WHAT TO PRODUCE
Each record beneath this sentence is to be transcribed exactly as it reads.

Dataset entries

== Segment start ==

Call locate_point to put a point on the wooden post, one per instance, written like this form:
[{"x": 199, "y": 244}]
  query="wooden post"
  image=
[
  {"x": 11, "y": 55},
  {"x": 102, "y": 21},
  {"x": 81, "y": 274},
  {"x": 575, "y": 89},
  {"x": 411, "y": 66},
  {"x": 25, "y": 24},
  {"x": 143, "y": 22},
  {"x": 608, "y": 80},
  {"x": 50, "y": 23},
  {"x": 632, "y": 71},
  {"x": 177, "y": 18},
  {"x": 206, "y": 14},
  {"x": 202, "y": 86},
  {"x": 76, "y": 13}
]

== Segment end ==

RESULT FOR THIS EXERCISE
Call locate_point to put a point on the wooden post, one per instance, written like this form:
[{"x": 199, "y": 244}]
  query="wooden post"
  image=
[
  {"x": 11, "y": 55},
  {"x": 102, "y": 21},
  {"x": 81, "y": 274},
  {"x": 575, "y": 89},
  {"x": 411, "y": 66},
  {"x": 25, "y": 24},
  {"x": 143, "y": 22},
  {"x": 608, "y": 80},
  {"x": 50, "y": 23},
  {"x": 632, "y": 71},
  {"x": 177, "y": 18},
  {"x": 206, "y": 14},
  {"x": 202, "y": 86},
  {"x": 76, "y": 13}
]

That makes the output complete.